The problem →
Report every line in the listing below that contains the string "cushion", copying each such line in full. Case counts, so only matches with identical capitalization qualify.

Listed entries →
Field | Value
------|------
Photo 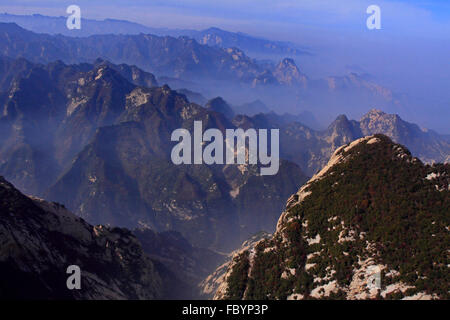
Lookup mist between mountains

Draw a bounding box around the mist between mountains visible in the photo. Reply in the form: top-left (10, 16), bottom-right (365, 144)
--
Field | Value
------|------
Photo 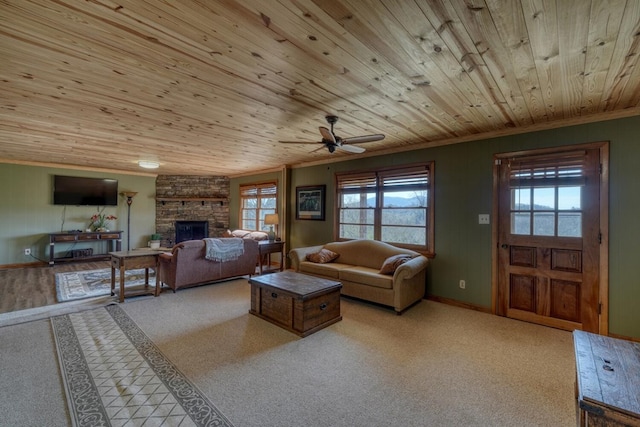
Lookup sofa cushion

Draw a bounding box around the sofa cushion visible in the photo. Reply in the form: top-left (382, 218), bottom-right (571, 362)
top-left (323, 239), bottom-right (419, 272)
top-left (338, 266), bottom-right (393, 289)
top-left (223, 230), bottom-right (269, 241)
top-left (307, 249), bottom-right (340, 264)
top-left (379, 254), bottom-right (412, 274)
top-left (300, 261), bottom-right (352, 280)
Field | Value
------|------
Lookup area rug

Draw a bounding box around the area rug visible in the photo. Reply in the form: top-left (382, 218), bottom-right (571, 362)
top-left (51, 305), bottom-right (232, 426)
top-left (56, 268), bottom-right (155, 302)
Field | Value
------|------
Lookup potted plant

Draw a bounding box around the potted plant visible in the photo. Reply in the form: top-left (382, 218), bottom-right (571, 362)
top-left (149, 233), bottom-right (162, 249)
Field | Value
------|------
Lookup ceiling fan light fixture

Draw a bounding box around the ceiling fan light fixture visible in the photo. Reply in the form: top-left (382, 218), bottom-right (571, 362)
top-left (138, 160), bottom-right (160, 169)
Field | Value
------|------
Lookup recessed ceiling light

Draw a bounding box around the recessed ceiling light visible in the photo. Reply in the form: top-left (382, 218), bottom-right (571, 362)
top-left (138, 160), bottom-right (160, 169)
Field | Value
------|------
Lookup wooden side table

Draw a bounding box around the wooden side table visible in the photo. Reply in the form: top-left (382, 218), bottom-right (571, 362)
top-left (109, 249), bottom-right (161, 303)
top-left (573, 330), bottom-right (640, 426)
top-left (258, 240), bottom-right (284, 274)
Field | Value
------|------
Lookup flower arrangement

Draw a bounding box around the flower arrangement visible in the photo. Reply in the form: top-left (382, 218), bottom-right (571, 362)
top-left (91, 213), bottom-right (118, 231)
---
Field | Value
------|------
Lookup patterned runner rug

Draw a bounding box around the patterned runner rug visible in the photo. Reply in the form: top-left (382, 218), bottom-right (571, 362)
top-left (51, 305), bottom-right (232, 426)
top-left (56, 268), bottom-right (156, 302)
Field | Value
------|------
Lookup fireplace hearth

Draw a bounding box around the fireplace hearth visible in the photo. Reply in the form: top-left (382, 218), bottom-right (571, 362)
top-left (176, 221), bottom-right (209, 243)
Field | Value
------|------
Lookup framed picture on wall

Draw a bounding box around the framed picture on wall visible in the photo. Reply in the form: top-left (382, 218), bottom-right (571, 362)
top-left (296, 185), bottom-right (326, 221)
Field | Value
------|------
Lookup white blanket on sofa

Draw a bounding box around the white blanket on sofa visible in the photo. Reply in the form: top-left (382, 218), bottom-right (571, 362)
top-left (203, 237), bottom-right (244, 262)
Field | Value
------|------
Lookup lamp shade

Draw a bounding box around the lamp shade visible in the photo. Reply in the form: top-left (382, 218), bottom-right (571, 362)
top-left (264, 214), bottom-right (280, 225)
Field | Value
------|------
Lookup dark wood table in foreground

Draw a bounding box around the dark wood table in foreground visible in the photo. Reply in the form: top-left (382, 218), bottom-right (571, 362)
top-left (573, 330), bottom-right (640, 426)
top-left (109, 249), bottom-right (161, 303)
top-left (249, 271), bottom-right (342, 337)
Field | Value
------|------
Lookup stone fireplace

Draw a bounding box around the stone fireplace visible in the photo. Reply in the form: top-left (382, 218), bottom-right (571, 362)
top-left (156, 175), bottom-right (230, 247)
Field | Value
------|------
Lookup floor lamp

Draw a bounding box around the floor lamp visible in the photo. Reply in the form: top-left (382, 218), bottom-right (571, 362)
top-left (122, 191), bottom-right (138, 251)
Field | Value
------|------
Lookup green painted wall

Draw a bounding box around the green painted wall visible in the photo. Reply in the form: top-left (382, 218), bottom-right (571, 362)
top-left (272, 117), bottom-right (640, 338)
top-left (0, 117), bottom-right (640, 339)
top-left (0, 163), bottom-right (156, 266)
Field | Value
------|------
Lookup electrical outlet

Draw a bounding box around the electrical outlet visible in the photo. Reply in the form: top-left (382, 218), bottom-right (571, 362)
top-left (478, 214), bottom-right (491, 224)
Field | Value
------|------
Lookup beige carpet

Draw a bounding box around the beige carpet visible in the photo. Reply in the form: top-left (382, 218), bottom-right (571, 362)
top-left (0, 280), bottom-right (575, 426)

Answer in full →
Lookup sofa cushion
Draw a bounding box around the sofa cushion visible in the photo. Reply in the form: top-left (382, 218), bottom-right (571, 362)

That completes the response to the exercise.